→ **Activity**: Nothing in the records may change. Output them all exactly.

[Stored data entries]
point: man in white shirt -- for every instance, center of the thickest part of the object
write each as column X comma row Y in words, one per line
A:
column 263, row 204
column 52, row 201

→ **Answer to this task**:
point: man in white shirt -- for every instance, center of the thickest part of the object
write each as column X comma row Y in words, one per line
A:
column 263, row 204
column 52, row 201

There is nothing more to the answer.